Problem =
Exactly reproduce the lines from the one holding "Given the photograph below" through the final line of the listing below, with both ends included and nothing else.

The records =

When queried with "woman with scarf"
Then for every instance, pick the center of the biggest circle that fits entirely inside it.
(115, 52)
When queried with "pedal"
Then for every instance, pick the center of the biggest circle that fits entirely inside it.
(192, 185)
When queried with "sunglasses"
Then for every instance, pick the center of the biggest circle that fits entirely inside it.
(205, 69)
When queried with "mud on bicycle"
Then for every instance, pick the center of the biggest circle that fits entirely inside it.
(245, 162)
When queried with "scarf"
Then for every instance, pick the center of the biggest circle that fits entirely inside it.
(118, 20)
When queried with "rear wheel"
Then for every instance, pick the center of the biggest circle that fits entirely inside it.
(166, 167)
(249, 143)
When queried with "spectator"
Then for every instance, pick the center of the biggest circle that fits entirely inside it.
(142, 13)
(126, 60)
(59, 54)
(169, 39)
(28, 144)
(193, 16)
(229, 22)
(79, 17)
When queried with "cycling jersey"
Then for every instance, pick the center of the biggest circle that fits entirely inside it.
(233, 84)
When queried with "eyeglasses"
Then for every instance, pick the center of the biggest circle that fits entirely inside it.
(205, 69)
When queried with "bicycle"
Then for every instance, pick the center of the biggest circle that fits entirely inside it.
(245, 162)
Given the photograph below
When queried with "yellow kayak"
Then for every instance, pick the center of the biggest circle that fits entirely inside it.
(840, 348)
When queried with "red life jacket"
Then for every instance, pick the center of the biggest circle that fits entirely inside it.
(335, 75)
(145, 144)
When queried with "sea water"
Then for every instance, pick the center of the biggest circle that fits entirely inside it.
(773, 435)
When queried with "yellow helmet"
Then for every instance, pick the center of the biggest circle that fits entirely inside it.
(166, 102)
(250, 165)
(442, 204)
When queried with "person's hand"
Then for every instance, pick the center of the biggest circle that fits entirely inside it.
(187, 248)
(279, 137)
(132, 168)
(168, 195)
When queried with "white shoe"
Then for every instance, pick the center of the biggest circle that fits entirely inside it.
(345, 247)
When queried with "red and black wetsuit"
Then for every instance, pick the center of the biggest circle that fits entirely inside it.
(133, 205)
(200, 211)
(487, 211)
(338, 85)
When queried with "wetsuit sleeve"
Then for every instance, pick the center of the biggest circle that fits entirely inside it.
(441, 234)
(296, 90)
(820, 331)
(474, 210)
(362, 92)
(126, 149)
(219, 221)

Result for this task =
Given the photograph below
When queried with "yellow kayak"
Then for every instance, pick the center of the biggest circle that fits entirely inside it.
(840, 348)
When queried with "red life jacket"
Then for every instance, pick the center of the biggest circle that fits entirely inside it.
(335, 75)
(145, 144)
When queried with "sea water"
Then for every instance, pick the center of the biggest circle that fits entirely inside it.
(773, 435)
When queried with "yellow helmet"
Then for every instance, pick the center of the biggest circle that fits entirely inside it.
(166, 102)
(250, 165)
(442, 204)
When queried with "person's hand"
Then for every instance, pick the center of the biggest circle that fits entirely inside it.
(187, 248)
(279, 137)
(132, 168)
(168, 195)
When queried with "white shoe"
Then for every instance, pick the center of the biggest circle that fits entirely inside it.
(345, 247)
When queried with "red and black wetsuit"
Then for every instance, pick the center of the biggest circle that fits entirely inside it.
(133, 205)
(200, 211)
(487, 211)
(338, 85)
When queried with "wetsuit sleeve"
Then for every instance, pick the center of the biggest circle that fits entirely inside it.
(441, 234)
(296, 90)
(820, 331)
(474, 210)
(362, 92)
(126, 149)
(219, 221)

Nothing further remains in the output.